Excerpts from point annotation data:
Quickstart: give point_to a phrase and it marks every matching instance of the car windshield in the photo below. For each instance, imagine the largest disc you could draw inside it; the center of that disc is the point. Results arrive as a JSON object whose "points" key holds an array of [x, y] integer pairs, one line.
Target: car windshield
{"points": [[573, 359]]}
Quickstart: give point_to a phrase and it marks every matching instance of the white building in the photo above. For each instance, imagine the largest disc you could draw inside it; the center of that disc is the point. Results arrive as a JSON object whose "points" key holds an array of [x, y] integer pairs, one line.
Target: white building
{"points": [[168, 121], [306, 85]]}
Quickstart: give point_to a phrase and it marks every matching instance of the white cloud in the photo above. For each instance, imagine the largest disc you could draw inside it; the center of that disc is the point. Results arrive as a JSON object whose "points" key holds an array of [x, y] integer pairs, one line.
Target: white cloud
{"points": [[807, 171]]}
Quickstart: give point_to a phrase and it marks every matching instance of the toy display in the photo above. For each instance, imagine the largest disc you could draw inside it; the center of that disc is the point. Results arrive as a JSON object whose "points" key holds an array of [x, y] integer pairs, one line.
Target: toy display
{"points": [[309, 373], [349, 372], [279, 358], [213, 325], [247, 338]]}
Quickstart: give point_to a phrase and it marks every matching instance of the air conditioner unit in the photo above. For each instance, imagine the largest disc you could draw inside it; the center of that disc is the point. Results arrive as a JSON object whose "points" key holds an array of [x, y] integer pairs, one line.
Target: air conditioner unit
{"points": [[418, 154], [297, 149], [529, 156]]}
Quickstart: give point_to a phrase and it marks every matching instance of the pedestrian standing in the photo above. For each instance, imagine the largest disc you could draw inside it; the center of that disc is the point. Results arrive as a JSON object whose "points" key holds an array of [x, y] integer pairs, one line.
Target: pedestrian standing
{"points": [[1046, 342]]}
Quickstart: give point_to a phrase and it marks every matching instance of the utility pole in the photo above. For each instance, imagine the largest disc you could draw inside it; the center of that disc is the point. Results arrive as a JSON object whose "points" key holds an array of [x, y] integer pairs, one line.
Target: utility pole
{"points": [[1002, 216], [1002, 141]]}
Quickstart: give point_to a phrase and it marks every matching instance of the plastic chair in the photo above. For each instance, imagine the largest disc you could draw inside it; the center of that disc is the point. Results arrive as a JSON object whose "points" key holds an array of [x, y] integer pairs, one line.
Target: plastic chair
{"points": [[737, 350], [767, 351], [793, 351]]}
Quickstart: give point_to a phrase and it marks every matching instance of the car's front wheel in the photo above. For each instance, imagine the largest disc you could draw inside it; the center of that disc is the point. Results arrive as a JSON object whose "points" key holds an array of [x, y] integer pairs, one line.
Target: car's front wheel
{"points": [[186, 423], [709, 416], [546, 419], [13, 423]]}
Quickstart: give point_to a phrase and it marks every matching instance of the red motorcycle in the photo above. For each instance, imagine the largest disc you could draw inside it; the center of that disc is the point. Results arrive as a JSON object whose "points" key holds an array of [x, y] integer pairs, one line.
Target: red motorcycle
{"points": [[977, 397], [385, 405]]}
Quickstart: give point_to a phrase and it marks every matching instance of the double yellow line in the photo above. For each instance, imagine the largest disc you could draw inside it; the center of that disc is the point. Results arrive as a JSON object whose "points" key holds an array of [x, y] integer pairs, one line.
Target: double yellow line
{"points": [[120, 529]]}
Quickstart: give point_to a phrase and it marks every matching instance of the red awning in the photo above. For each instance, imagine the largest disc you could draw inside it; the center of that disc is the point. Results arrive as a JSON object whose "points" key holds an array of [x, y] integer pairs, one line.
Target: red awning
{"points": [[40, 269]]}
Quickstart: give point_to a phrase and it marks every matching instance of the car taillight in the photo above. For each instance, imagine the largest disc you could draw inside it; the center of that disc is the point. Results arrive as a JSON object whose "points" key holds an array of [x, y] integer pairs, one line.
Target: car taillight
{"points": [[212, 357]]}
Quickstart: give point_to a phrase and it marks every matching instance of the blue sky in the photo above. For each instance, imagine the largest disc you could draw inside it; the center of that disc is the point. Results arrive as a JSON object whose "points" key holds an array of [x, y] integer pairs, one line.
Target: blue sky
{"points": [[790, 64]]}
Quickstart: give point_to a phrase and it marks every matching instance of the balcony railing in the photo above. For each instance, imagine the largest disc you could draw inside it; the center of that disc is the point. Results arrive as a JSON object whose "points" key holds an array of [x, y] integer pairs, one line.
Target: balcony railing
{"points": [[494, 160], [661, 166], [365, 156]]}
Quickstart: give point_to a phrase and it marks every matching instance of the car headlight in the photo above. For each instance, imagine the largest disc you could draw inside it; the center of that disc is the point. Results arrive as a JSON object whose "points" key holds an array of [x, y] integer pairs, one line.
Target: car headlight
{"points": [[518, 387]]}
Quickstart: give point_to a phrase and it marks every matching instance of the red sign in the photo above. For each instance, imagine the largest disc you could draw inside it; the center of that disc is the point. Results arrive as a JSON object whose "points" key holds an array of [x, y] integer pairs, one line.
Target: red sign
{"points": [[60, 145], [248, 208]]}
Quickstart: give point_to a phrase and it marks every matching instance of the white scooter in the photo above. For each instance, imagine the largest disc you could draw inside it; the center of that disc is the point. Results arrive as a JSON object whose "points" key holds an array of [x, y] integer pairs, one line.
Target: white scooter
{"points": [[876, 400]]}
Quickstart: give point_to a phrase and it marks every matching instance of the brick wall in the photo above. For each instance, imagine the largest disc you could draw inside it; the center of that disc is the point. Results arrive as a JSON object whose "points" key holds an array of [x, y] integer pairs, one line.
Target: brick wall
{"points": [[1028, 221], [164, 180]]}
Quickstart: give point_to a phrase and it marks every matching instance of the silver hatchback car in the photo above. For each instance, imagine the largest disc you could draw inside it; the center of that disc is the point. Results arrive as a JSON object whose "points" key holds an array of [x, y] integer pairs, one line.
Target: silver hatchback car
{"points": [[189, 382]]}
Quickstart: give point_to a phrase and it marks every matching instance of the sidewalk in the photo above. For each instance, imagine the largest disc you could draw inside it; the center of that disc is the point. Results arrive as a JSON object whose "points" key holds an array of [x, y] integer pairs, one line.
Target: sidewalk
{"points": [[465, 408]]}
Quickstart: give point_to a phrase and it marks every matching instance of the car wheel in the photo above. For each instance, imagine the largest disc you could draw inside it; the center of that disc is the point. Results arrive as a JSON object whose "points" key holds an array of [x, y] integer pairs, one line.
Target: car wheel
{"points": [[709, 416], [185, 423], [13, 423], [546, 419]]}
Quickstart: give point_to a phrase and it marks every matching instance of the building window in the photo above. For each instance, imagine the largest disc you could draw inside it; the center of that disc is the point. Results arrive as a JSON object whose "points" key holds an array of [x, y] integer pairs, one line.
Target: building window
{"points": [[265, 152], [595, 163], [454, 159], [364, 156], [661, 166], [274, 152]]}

• AIM OF THE TASK
Go through the records above and retype each one exactly.

• ANSWER FOR THIS EXERCISE
Quickstart: give point_to a phrase and it marks every matching instance of the car windshield in the photo below. For each instance, imagine the largest disc you could draw inside it; the center of that disc is the point. Results arrive as a JSON object whose "points" key holds an array of [x, y] integer pairs, one line.
Target: car windshield
{"points": [[573, 359]]}
Quickstart: give point_to a phrase and it marks every matching instance of the white building in the photo above. For each instance, imagine the largest disc you could draw inside it; the center of that disc is the point. Results arrive as a JSON object whose "points" key holds an array of [x, y] integer pairs, one line.
Target: white building
{"points": [[168, 121], [306, 85]]}
Quickstart: give point_to a phrase and it marks every matching instance of the white cloud in the photo above. For each instance, imagine the largest disc you could draw inside it; the center of that disc is the point. Results arrive as a JSON object whose "points" key holds an array of [x, y] integer pairs, one line.
Target: white cloud
{"points": [[807, 171]]}
Quickstart: give point_to a phrase and it marks every matching instance of the toy display in the photo above. For each instance, imagine the largest disc you could draw inside it; the center of that disc is the point. Results arrive as a JSON object whose "points" key holds an array of [x, y] integer pairs, one line.
Target: toy display
{"points": [[309, 373], [349, 372], [279, 358], [213, 325], [247, 338]]}
Quickstart: give point_to a phrase and it marks every matching instance of the air conditioner unit in the photo above. For each instance, imagine the largest disc you could draw inside it; the center of that disc is the point. Results arrive as a JSON object whose "points" key holds an array of [x, y] integer pairs, one line.
Target: air conditioner unit
{"points": [[418, 154], [297, 149], [529, 156]]}
Quickstart: give point_to a phrase and it marks every matching instance of the pedestrian standing in the photo above. For each instance, imagine the largest disc you could draw inside it; the center of that disc is the point. Results arrive as a JSON object whose "points" key holds an array of [x, y] integer pairs, one line.
Target: pedestrian standing
{"points": [[1046, 342]]}
Quickstart: give point_to a phrase and it marks every matching instance of the utility pole in the photo above. For each instance, imagine the largest disc you could draw inside it; the center of that disc is the point. Results arrive as a JSON object whose "points" key holds an array of [x, y] integer pairs, one line.
Target: utility pole
{"points": [[1002, 216], [1002, 141]]}
Quickstart: give point_to a phrase and it marks every matching instance of the plastic chair in the photo above. For each instance, imagine the largest disc you could draw inside it; the center of that disc is the point. Results arrive as a JSON object whose "points" key holds an array of [x, y] integer pairs, one line.
Target: plastic chair
{"points": [[737, 350], [767, 351], [793, 351]]}
Quickstart: give point_to a phrase and it marks every matching instance of the car's front wheel in the photo above. For each instance, imagine the largest disc you could draw inside it; the center of that disc is the point. Results arrive as a JSON object whose "points" key holds an array of [x, y] integer pairs, one line.
Target: car's front wheel
{"points": [[186, 423], [709, 416], [546, 419], [13, 423]]}
Quickstart: give point_to a phrase and it marks every matching instance of the red motorcycle in the photo above. For each instance, imagine the largest disc you could draw inside it; the center of that disc is the point. Results arrive as a JSON object whose "points" key holds an array of [x, y] integer pairs, one line.
Target: red motorcycle
{"points": [[977, 397], [385, 405]]}
Quickstart: give point_to a phrase and it marks every matching instance of the double yellow line in the photo above. For each instance, imagine the largest disc you could draw inside it; the center of that disc is the point. Results arrive as a JSON object whose "points" key holds an array of [x, y] integer pairs, one line.
Target: double yellow line
{"points": [[120, 529]]}
Quickstart: give point_to a phrase and it marks every matching instance of the red awning in the photo above. For each instance, imagine the largest disc you could draw inside it; the center of that disc is the point. Results arrive as a JSON object whose "points" key holds an array of [x, y] integer pairs, one line.
Target: red awning
{"points": [[40, 269]]}
Quickstart: give point_to a phrase and it marks every matching instance of the car taillight in the photo above. For each instance, imagine the largest disc you could draw inside it; the center of that disc is the point. Results arrive as a JSON object whose "points" key holds an array of [x, y] integer pairs, one line.
Target: car taillight
{"points": [[212, 357]]}
Quickstart: give point_to a phrase and it marks every matching instance of the blue sky in the photo above. For each instance, imagine the largest disc you could draw inside it; the center of that disc is the point. Results arrive as a JSON object whose "points" key holds an array of [x, y] integer pairs, one line.
Target: blue sky
{"points": [[790, 64]]}
Quickstart: give point_to a phrase and it marks every matching instance of the balcony railing in the photo above. For each instance, imagine the largest disc you could draw inside it; the center of that disc is the point. Results arrive as a JSON object whose "points" key holds an array of [x, y] integer pairs, one line.
Target: balcony railing
{"points": [[494, 160], [661, 166], [365, 156]]}
Quickstart: give point_to a phrase and it marks every matching instance of the car headlight in the photo above. For each instance, imagine the largest disc you could draw inside it; the center of that disc is the point. Results arrive as a JSON object whose "points" key holds an array of [x, y] integer pairs, one line.
Target: car headlight
{"points": [[518, 387]]}
Quickstart: give point_to a phrase and it marks every matching instance of the red sign in the photo above. For each instance, imagine the largest disc you could draw inside it; the center of that disc is the point. Results arrive as a JSON object whose "points" key holds an array of [x, y] integer pairs, one line.
Target: red sign
{"points": [[60, 145], [248, 208]]}
Quickstart: give point_to a phrase and it marks every matching instance of the white scooter in the photo above. For each instance, imagine the largest disc you could draw inside it; the center of that disc is the point. Results arrive as a JSON object whose "points" key holds an array of [x, y] integer pairs, one line.
Target: white scooter
{"points": [[876, 400]]}
Quickstart: give point_to a phrase and it marks every matching instance of the brick wall in the photo above. For each instance, imagine the largest disc you could draw inside it; the center of that disc is the point. Results arrive as a JSON object whose "points" key holds an array of [x, y] integer pairs, one line.
Target: brick wall
{"points": [[1028, 221], [164, 180]]}
Quickstart: give point_to a phrase and it marks every matching instance of the silver hatchback car in the photo above. For each instance, imagine the largest disc you could draw inside it; the center of that disc is the point. Results arrive as a JSON object whose "points" key holds an array of [x, y] integer pairs, one line.
Target: silver hatchback car
{"points": [[189, 382]]}
Quickstart: give point_to a phrase and it marks every matching instance of the sidewalk in the photo above. For each instance, imagine the largest disc you could draw inside it; the center of that disc is the point. Results arrive as a JSON object whose "points" key holds an array of [x, y] integer pairs, one line.
Target: sidewalk
{"points": [[465, 408]]}
Quickstart: give point_to a phrase and it marks every matching instance of the car wheel in the photo above. For each instance, imagine the largest disc you could draw inside it; the center of that disc is the point. Results arrive as a JSON object whose "points" key holds an array of [x, y] integer pairs, one line.
Target: car wheel
{"points": [[709, 416], [185, 423], [13, 423], [546, 419]]}
Quickstart: give point_to a phrase and it marks every matching instance of the building window in the photo above. For each instance, imagine the largest disc you could draw inside it; the center of that disc is the point. Results arrive as a JSON object whose "points" key holds an array of [x, y] integer pairs, one line.
Target: building window
{"points": [[265, 152], [595, 163], [454, 159], [364, 156], [661, 166], [274, 152]]}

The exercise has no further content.